Here are excerpts from my presentation at Wednesday’s town hall about proposed hospital regionalization:

I would like to speak to you all from three perspectives.

First, as an attorney in the criminal justice system. We live and believe in a thing called due process, which basically means, you play fair and even and you don’t hide the ball. I’m offended because from what I’ve seen, Sutter Health has not played by those rules.

Our local Board of Directors voted to cede power to a board in San Francisco with no assurance of  a seat or any local input.

It violated Sutter Coast’s own bylaws by extending its board chairman’s term of office, a chairman friendly to the take-over. You can call it what you want, but it’s a take-over anyway you slice it ...

 My second perspective is as the elected district attorney of Del Norte County ...

Due to new laws, I can’t send as many felons to state prison any more and our county jail is full on a daily basis, increasing the need for more hospital care, not less.

 As reported, we have the highest rate of unwed teen mothers in the entire state — necessitating greater care, not less.

 As we all know, baby boomers, like everywhere else, are transitioning into senior citizenship and need more care, not less.

Then there’s Pelican Bay State Prison, a  Level 4 prison with one of only three SHU Units in the state. As national TV tells us, they house the worst of the worst.  I was in the ER last year when three of our CO’s had their faces and throats cut, hits called by the gang leaders in the SHU Unit.  Riots and assault on staff is a fact of life at Pelican Bay.

 Do we really expect the Mexican Mafia, the Aryan Brotherhood and MS 13 to declare a moratorium on violence because they support hospital down-sizing through regionalization?

For the protection of our kids, our county and state prison inmates, our correctional officers and jail staff and our seniors — regionalization is just wrong.

+ + + +

## YOUR TASKS
A – In the town hall remarks on hospital regionalization, in what city is the board to which the local Board of Directors voted to cede power?
B – Could you pick up the town hall remarks on hospital regionalization after their last sentence and continue them?
The listing comes from a separate source and has no connection to the town hall remarks.

+ + + +

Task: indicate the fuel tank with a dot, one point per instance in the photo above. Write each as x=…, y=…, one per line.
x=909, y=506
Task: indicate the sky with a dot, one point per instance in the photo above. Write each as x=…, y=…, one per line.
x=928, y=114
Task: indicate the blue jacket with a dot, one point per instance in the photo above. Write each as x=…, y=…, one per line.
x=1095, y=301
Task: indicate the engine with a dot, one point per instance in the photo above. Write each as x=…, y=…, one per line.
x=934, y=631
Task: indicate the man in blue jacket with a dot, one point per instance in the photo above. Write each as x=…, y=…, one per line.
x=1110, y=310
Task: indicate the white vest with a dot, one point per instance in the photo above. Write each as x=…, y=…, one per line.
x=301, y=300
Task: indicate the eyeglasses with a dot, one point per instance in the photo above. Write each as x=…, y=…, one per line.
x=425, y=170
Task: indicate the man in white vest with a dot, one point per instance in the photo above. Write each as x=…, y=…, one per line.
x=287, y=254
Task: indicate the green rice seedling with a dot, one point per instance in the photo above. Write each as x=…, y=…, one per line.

+ + + +

## ANSWERS TO THE PROBLEMS
A – San Francisco.

B –
 Last, I speak as a citizen, a member of this community.  And you have to know when you see the members of the Tea Party, the Democrats, the GOP and independents all standing shoulder to shoulder, that there’s something precious and valuable to us all at stake.

Why do we live here? I can’t run out to Macy’s Or Sak’s and get a new suit. I can’t buy a big-screen at the discount store and get it hooked up by game time, at 35 percent off. I still have to drive 800 miles to see Bruce Springsteen when he’s on tour ...

We live here because we like being part of a thing called “community.” We like knowing our neighbors and who we trust and who we don’t. We like buying things from people we know —-and sometimes somebody who can use the money. We like being in a community that works together for a common good, rather than counting on a bunch of strangers to deliver it ...

But you better know this Sutter Health, Bill Stamps Sr. didn’t call this “Comeback Town, USA,” for no reason.  We can tread water longer than you can make it rain.  And we’ll be here tomorrow, so why don’t you just let us keep our own house?  It may cost you a few extra dollars, but you’ll still be in the black and there are some things in life worth a whole lot more.

Jon Alexander is district attorney of Del Norte County.